All lines from the first one in the listing below to the one holding "Provide the mask of every instance of the **window**", inclusive, are to be copied exactly.

_DATA FOR ANALYSIS_:
BEGIN

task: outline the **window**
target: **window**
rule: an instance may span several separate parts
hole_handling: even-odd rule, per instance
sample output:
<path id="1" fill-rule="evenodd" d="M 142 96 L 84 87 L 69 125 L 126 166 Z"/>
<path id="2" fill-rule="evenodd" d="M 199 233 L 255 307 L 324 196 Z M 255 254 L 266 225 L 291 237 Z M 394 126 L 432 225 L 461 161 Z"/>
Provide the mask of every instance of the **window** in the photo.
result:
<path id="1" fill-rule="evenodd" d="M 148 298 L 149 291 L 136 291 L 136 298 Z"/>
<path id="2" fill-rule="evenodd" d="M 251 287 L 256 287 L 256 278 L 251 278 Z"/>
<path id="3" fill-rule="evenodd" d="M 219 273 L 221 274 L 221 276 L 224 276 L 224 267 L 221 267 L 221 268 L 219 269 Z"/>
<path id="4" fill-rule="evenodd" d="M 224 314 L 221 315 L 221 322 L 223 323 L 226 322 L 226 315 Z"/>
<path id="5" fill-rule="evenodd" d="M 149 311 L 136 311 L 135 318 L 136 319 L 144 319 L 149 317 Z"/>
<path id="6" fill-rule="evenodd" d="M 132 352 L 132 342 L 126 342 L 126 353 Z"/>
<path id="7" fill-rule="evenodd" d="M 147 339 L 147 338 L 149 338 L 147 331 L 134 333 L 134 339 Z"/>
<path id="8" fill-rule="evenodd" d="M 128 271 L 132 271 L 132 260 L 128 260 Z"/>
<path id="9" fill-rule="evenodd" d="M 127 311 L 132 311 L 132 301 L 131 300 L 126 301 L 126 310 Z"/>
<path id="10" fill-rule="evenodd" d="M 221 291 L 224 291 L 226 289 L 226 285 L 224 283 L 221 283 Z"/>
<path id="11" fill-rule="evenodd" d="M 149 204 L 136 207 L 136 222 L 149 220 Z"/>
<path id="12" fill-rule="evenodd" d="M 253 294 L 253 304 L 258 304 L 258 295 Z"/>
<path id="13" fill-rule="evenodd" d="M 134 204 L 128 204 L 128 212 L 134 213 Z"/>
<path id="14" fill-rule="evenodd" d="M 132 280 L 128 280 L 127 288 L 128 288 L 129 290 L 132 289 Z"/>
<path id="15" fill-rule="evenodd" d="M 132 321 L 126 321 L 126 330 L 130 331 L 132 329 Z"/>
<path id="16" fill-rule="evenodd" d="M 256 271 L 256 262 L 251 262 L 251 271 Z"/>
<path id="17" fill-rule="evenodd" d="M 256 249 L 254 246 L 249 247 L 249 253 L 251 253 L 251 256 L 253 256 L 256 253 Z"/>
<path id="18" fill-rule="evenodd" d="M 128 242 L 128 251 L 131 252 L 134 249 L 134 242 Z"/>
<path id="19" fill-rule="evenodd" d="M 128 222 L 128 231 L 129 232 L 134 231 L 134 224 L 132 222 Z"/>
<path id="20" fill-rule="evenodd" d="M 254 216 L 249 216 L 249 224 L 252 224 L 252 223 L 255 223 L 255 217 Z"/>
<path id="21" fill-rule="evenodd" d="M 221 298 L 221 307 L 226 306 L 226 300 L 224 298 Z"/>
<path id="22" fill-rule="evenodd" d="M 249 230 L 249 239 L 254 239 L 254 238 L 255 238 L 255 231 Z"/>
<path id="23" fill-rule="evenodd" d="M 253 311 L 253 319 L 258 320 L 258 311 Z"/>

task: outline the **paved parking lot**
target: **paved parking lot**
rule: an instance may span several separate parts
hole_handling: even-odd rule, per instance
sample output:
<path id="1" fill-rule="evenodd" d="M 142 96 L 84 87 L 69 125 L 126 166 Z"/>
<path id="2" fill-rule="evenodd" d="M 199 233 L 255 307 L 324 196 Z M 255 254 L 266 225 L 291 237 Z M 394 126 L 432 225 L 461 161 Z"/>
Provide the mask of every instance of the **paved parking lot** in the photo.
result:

END

_RESPONSE FOR THIS EXERCISE_:
task: outline the **window**
target: **window**
rule: an instance may span several separate parts
hole_handling: even-odd rule, per instance
sample output:
<path id="1" fill-rule="evenodd" d="M 142 96 L 84 87 L 69 125 L 126 166 Z"/>
<path id="2" fill-rule="evenodd" d="M 199 233 L 255 307 L 324 196 Z M 255 254 L 266 225 L 291 237 Z M 394 126 L 432 225 L 461 161 Z"/>
Provide the mask of every instance of the **window** in the photo.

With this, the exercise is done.